*Required task*.
Transcribe every record that appears below, exactly and in full.

==== Input data ====

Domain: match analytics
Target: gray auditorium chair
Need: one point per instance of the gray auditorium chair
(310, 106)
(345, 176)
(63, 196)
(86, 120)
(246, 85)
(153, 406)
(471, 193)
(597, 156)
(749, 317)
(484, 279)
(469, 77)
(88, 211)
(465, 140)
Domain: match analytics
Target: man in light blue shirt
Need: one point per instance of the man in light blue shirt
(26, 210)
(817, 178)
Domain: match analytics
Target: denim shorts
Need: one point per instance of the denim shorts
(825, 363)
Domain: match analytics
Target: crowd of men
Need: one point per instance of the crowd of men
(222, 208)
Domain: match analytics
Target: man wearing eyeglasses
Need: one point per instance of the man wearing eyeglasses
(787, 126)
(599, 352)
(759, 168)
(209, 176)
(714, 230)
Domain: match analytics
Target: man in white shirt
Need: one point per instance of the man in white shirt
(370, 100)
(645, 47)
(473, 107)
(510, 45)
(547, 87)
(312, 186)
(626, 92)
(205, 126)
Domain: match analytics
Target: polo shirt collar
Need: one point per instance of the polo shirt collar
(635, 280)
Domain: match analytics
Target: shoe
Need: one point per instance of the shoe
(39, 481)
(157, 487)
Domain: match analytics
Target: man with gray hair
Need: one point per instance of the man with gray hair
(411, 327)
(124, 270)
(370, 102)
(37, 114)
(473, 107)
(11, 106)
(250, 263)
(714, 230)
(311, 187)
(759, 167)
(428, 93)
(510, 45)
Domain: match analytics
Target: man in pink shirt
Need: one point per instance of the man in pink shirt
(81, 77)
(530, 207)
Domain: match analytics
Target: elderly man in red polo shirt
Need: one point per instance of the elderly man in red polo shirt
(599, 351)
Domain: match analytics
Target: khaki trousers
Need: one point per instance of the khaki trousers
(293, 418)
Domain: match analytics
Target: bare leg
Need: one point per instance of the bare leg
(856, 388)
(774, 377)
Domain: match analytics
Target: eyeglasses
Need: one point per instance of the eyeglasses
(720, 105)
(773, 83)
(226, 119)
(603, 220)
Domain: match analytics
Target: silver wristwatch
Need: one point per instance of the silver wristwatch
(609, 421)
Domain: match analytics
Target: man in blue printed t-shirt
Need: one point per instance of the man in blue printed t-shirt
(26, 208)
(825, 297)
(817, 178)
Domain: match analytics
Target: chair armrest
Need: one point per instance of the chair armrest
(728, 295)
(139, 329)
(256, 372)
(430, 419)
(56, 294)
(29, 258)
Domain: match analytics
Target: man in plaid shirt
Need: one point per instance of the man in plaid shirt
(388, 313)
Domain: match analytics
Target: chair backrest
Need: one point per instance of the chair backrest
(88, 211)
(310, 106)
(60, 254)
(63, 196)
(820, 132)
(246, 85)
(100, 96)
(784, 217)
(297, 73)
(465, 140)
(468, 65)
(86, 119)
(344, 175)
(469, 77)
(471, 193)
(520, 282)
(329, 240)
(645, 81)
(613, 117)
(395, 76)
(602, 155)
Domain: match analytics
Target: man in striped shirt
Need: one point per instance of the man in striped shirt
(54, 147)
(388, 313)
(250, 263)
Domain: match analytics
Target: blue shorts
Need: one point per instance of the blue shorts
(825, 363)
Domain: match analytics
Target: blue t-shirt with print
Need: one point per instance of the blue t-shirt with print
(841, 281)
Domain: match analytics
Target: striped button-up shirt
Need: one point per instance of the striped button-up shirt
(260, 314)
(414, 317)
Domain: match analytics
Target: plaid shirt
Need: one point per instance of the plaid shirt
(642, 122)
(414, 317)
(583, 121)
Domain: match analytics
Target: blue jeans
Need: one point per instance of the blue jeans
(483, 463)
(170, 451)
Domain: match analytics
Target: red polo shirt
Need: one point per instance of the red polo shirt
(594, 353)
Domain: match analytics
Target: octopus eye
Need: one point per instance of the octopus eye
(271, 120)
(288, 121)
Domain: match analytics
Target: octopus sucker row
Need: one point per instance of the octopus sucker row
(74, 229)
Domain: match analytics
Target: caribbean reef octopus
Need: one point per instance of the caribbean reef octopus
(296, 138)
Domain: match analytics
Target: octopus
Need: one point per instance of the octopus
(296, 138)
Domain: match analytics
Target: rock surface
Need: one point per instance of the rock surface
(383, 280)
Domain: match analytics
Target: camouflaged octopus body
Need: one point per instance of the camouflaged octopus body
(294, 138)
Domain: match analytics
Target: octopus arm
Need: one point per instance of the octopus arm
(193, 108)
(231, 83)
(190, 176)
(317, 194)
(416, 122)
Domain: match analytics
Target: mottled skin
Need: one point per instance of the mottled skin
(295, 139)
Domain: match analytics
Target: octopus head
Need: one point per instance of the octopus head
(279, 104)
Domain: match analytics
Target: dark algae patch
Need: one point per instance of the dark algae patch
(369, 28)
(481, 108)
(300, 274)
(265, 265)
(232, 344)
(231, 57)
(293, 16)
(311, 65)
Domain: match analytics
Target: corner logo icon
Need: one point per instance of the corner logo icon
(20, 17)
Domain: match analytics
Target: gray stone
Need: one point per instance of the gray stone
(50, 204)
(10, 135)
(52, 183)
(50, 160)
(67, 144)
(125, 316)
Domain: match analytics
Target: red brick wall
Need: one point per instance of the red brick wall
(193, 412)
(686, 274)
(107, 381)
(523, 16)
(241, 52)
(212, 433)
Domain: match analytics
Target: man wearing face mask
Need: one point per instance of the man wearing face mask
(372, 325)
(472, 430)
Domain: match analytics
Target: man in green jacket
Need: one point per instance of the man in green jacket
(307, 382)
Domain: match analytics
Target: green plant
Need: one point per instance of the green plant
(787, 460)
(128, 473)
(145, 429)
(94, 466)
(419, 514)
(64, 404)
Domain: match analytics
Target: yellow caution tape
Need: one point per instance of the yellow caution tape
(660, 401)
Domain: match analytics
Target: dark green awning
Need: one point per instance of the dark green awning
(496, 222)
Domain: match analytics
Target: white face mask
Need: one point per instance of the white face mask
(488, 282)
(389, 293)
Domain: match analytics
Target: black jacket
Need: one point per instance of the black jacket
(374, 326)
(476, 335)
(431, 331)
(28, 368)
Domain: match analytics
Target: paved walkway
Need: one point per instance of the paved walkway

====

*Solution to the problem*.
Domain: match analytics
Target: gray auditorium chair
Need: one point per instance of the gray auditorium chair
(310, 106)
(345, 176)
(63, 196)
(86, 120)
(246, 85)
(153, 406)
(471, 193)
(597, 156)
(749, 317)
(484, 279)
(469, 77)
(88, 211)
(465, 140)
Domain: match analytics
Target: man in light blue shirt
Need: one point per instance of the man in light blue shirt
(26, 210)
(817, 178)
Domain: match analytics
Target: denim shorts
Need: one point per instance of the denim shorts
(825, 363)
Domain: match analytics
Target: crowd of men
Need: one point per instance of the crowd of men
(222, 208)
Domain: match analytics
Target: man wearing eyeglasses
Need: one point per instance of the man wearing eyeglasses
(787, 126)
(599, 352)
(759, 168)
(209, 176)
(714, 230)
Domain: match analytics
Target: man in white shirt
Need: one point per instance of the man in white shirt
(370, 100)
(645, 47)
(473, 107)
(510, 45)
(547, 87)
(312, 186)
(626, 92)
(205, 126)
Domain: match analytics
Target: polo shirt collar
Need: one point per instance of the polo shirt collar
(635, 280)
Domain: match analytics
Target: shoe
Need: one point per instance of the shoe
(39, 481)
(157, 487)
Domain: match analytics
Target: man with gray hair
Need: one point per instance of the man with gray hair
(411, 327)
(124, 270)
(370, 102)
(37, 114)
(473, 107)
(11, 106)
(250, 263)
(714, 230)
(311, 187)
(759, 167)
(428, 93)
(510, 45)
Domain: match analytics
Target: man in pink shirt
Need: one point per instance of the man in pink shirt
(81, 77)
(530, 207)
Domain: match analytics
Target: elderly man in red polo shirt
Need: one point per instance of the elderly man in red polo shirt
(599, 351)
Domain: match analytics
Target: khaki trousers
Need: one point per instance of the khaki trousers
(293, 418)
Domain: match analytics
Target: bare leg
Need: one point per instance of the bare leg
(856, 388)
(774, 377)
Domain: match analytics
Target: eyeglasses
Need: one point per instance of the eyeglasses
(720, 105)
(773, 83)
(226, 119)
(603, 220)
Domain: match analytics
Target: silver wristwatch
Need: one point per instance of the silver wristwatch
(609, 421)
Domain: match analytics
Target: man in blue printed t-shirt
Need: one point per instance of the man in blue printed t-shirt
(26, 208)
(825, 297)
(817, 178)
Domain: match analytics
Target: chair armrest
Need: one point per instance of the chair armrest
(728, 295)
(139, 329)
(256, 372)
(430, 419)
(56, 294)
(29, 258)
Domain: match analytics
Target: man in plaid shirt
Need: one point per instance of the man in plaid shirt
(388, 313)
Domain: match analytics
Target: chair backrest
Need: one point per instance of the chair backrest
(88, 211)
(310, 106)
(60, 254)
(63, 196)
(820, 132)
(246, 85)
(100, 96)
(784, 217)
(297, 73)
(465, 140)
(468, 65)
(86, 119)
(344, 175)
(469, 77)
(471, 193)
(520, 282)
(329, 240)
(645, 81)
(613, 117)
(395, 76)
(602, 155)
Domain: match analytics
Target: man in striped shirt
Need: one point per instance of the man in striped shirt
(54, 147)
(388, 313)
(250, 263)
Domain: match analytics
Target: blue shorts
Need: one point per instance of the blue shorts
(825, 363)
Domain: match analytics
Target: blue t-shirt with print
Need: one point per instance of the blue t-shirt with print
(841, 281)
Domain: match analytics
Target: striped button-up shirt
Need: one point per instance of the striped button-up shirt
(260, 314)
(414, 317)
Domain: match analytics
Target: plaid shirt
Need: one point per instance of the plaid shirt
(642, 122)
(414, 317)
(583, 121)
Domain: match analytics
Target: blue jeans
Need: one point per instance of the blue jeans
(483, 463)
(170, 451)
Domain: match analytics
Target: red polo shirt
Need: one point per instance of the red polo shirt
(594, 353)
Domain: match analytics
Target: octopus eye
Need: one point per instance of the octopus eye
(271, 120)
(288, 121)
Domain: match analytics
Target: octopus sucker row
Need: one point per instance of the octopus sucker row
(74, 229)
Domain: match analytics
Target: caribbean reef octopus
Need: one point per instance of the caribbean reef octopus
(296, 138)
Domain: match analytics
Target: octopus
Need: one point per instance of the octopus
(296, 138)
Domain: match analytics
Target: rock surface
Need: one point per instance of the rock surface
(383, 280)
Domain: match analytics
Target: camouflaged octopus body
Need: one point per instance of the camouflaged octopus body
(294, 138)
Domain: match analytics
Target: octopus arm
Need: one point per instance of the octopus arm
(193, 108)
(231, 83)
(190, 176)
(317, 194)
(416, 122)
Domain: match analytics
Target: mottled skin
Need: one point per instance of the mottled skin
(295, 139)
Domain: match analytics
Target: octopus head
Need: one point per instance of the octopus head
(279, 104)
Domain: match analytics
Target: dark algae patch
Need: one point per instance of the dark algae patch
(369, 28)
(481, 108)
(300, 274)
(265, 265)
(232, 344)
(231, 57)
(293, 16)
(311, 65)
Domain: match analytics
Target: corner logo icon
Need: one point per instance of the corner logo icon
(20, 17)
Domain: match analytics
Target: gray stone
Need: one point per instance of the gray stone
(50, 204)
(10, 135)
(52, 183)
(50, 160)
(67, 144)
(125, 316)
Domain: match analytics
Target: red brick wall
Need: one point per instance of the red brick wall
(193, 412)
(686, 274)
(107, 381)
(523, 16)
(241, 52)
(212, 433)
Domain: match analytics
Target: man wearing face mask
Need: one point per instance of the man wearing face mask
(372, 325)
(472, 430)
Domain: match analytics
Target: man in green jacket
Need: one point per instance of the man in green jacket
(307, 382)
Domain: match analytics
Target: green plant
Need: one point per instance of the green plant
(787, 460)
(128, 473)
(145, 429)
(94, 466)
(419, 514)
(64, 404)
Domain: match analytics
Target: yellow caution tape
Need: one point per instance of the yellow caution tape
(660, 401)
Domain: match analytics
Target: dark green awning
Need: one point per instance of the dark green awning
(496, 222)
Domain: match analytics
Target: white face mask
Need: one point per instance of the white face mask
(488, 282)
(389, 293)
Domain: match analytics
Target: black jacket
Need: one point per instance of the black jacket
(374, 326)
(476, 335)
(431, 331)
(28, 368)
Domain: match analytics
Target: paved walkway
Need: one point per instance of the paved walkway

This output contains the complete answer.